Task requirements. In the lines from the one containing "target: blue patterned accent wall" through the one containing "140 308 L 211", change "accent wall" to "feature wall" and reproduce only those lines, otherwise unchanged.

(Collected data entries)
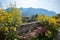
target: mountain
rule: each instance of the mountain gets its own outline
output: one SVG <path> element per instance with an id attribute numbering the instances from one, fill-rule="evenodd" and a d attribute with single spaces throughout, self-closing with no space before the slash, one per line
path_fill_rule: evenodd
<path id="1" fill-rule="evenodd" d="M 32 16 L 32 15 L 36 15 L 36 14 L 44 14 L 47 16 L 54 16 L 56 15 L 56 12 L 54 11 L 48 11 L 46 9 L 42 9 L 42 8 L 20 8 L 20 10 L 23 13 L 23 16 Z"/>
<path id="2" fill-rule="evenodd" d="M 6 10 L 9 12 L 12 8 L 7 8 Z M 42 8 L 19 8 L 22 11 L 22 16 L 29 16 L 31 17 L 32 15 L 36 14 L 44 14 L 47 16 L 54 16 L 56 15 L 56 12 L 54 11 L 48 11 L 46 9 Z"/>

---

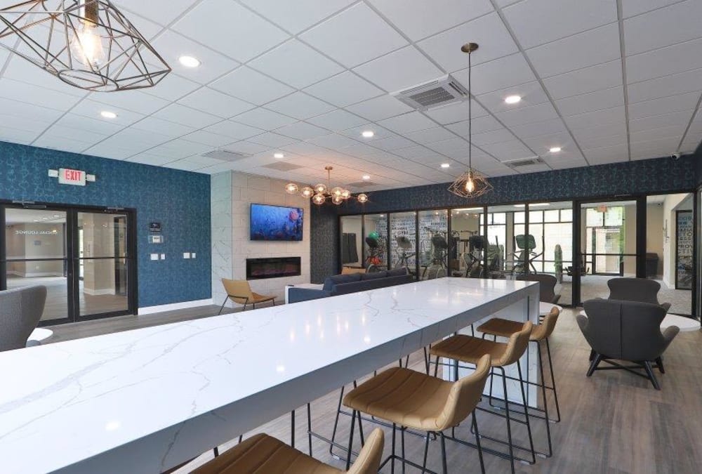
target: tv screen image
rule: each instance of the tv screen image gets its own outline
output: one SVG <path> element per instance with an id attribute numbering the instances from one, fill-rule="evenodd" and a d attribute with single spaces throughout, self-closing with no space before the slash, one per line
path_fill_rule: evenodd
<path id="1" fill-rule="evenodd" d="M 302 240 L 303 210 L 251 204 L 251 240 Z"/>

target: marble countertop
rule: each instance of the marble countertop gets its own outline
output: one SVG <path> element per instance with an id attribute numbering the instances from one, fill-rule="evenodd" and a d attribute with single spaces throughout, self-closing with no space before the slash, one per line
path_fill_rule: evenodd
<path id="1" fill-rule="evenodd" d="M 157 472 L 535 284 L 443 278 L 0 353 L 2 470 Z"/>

---

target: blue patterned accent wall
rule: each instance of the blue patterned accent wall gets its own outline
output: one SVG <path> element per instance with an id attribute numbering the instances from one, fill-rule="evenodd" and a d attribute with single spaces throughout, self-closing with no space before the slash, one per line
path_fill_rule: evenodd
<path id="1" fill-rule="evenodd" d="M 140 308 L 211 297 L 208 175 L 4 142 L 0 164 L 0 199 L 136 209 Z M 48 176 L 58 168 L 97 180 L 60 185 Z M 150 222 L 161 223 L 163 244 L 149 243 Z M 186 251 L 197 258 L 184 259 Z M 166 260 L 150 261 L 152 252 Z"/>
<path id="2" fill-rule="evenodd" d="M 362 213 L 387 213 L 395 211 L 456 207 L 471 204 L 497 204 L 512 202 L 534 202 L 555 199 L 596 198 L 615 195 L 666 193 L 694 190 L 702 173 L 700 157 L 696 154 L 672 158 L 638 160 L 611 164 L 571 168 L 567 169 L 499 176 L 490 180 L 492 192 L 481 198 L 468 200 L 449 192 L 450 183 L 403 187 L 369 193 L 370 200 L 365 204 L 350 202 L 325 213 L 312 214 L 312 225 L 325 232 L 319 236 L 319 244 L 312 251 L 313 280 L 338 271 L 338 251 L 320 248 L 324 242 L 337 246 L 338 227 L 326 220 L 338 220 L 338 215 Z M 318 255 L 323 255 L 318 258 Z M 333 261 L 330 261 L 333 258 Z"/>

Final result.
target: blue patterned feature wall
rule: each instance of the blue patterned feature wall gets its own outline
output: one SVG <path> element per instance with an id attribute numbering the instances from one, fill-rule="evenodd" and a d attribute with single spaces throughout, self-closing with no space before the slash, one per line
path_fill_rule: evenodd
<path id="1" fill-rule="evenodd" d="M 140 308 L 211 297 L 208 175 L 4 142 L 0 164 L 0 199 L 136 209 Z M 48 176 L 58 168 L 97 180 L 60 185 Z M 150 222 L 161 223 L 163 244 L 149 243 Z M 186 251 L 197 258 L 184 259 Z M 166 260 L 150 261 L 152 252 Z"/>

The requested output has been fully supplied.